====== Data to examine

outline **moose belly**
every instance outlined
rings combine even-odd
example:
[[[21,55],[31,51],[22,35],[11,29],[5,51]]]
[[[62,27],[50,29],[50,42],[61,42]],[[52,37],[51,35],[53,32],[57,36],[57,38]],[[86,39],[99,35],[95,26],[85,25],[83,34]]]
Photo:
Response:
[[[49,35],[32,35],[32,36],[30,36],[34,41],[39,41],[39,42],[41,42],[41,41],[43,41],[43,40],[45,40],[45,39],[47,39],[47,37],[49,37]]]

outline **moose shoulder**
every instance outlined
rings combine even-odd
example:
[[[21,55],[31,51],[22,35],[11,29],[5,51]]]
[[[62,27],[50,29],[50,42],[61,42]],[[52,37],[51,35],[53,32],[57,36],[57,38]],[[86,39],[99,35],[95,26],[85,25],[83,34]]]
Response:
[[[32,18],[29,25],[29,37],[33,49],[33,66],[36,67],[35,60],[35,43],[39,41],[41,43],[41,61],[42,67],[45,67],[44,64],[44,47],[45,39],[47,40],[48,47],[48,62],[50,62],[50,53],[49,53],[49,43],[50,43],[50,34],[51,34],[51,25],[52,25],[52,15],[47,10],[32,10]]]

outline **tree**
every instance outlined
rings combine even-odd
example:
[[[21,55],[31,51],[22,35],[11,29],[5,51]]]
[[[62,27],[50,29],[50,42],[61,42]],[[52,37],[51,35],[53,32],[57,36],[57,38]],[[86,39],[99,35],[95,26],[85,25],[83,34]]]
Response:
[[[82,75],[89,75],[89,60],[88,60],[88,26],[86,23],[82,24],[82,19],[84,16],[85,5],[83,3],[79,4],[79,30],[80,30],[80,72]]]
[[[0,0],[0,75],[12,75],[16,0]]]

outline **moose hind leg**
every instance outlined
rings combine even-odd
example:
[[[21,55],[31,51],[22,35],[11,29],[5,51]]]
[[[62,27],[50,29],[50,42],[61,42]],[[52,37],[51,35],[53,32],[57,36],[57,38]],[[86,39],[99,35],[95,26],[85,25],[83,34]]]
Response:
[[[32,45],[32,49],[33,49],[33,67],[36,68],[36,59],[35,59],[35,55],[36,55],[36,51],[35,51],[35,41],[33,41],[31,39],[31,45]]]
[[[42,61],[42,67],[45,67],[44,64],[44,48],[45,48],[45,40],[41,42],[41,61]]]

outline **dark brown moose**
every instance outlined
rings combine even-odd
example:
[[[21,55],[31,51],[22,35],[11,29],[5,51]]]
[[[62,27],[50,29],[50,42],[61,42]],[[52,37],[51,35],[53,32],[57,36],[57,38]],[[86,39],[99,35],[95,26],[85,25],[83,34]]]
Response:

============

The problem: All entries shown above should be printed again exactly.

Expected answer:
outline **moose belly**
every instance outlined
rings combine even-odd
example:
[[[21,55],[31,51],[22,35],[11,29],[5,51]]]
[[[62,27],[50,29],[50,42],[61,42]],[[52,37],[51,35],[53,32],[57,36],[57,38]],[[86,39],[99,35],[95,26],[85,25],[83,34]]]
Photo:
Response:
[[[49,35],[32,35],[32,36],[30,36],[34,41],[39,41],[39,42],[41,42],[41,41],[43,41],[43,40],[45,40],[45,39],[47,39],[47,37],[49,37]]]

outline **moose shoulder**
every instance outlined
rings combine even-odd
example:
[[[21,55],[31,51],[22,35],[11,29],[5,51]]]
[[[62,27],[50,29],[50,42],[61,42]],[[52,37],[51,35],[53,32],[57,36],[57,38]],[[86,39],[99,35],[95,26],[85,25],[83,34]]]
Response:
[[[32,18],[29,25],[29,37],[33,49],[33,66],[36,67],[35,60],[35,43],[39,41],[41,43],[41,61],[42,67],[45,67],[44,64],[44,47],[45,39],[47,40],[48,47],[48,62],[50,62],[50,53],[49,53],[49,43],[50,43],[50,34],[51,34],[51,25],[52,25],[52,15],[47,10],[32,10]]]

outline **tree**
every instance outlined
rings combine even-odd
example:
[[[21,55],[31,51],[22,35],[11,29],[5,51]]]
[[[62,27],[50,29],[50,42],[61,42]],[[52,37],[51,35],[53,32],[57,36],[57,38]],[[86,39],[99,35],[95,26],[85,25],[83,34]]]
Response:
[[[82,75],[89,75],[89,60],[88,60],[88,26],[86,23],[82,24],[82,19],[84,16],[85,5],[83,3],[79,4],[79,30],[80,30],[80,72]]]
[[[0,0],[0,75],[12,75],[16,0]]]

outline **moose hind leg**
every instance outlined
rings combine even-odd
example:
[[[21,55],[31,51],[22,35],[11,29],[5,51]]]
[[[62,27],[50,29],[50,42],[61,42]],[[52,37],[51,35],[53,32],[57,36],[57,38]],[[86,39],[99,35],[95,26],[85,25],[83,34]]]
Response:
[[[32,45],[32,49],[33,49],[33,67],[36,68],[36,59],[35,59],[35,55],[36,55],[36,51],[35,51],[35,41],[33,41],[31,39],[31,45]]]
[[[42,61],[42,67],[45,67],[44,64],[44,48],[45,48],[45,40],[41,42],[41,61]]]

outline **dark brown moose**
every instance outlined
rings combine even-odd
example:
[[[21,55],[31,51],[22,35],[11,29],[5,51]]]
[[[62,27],[50,29],[50,42],[61,42]],[[52,37],[51,35],[53,32],[57,36],[57,38]],[[86,39],[99,35],[95,26],[85,25],[83,34]]]
Response:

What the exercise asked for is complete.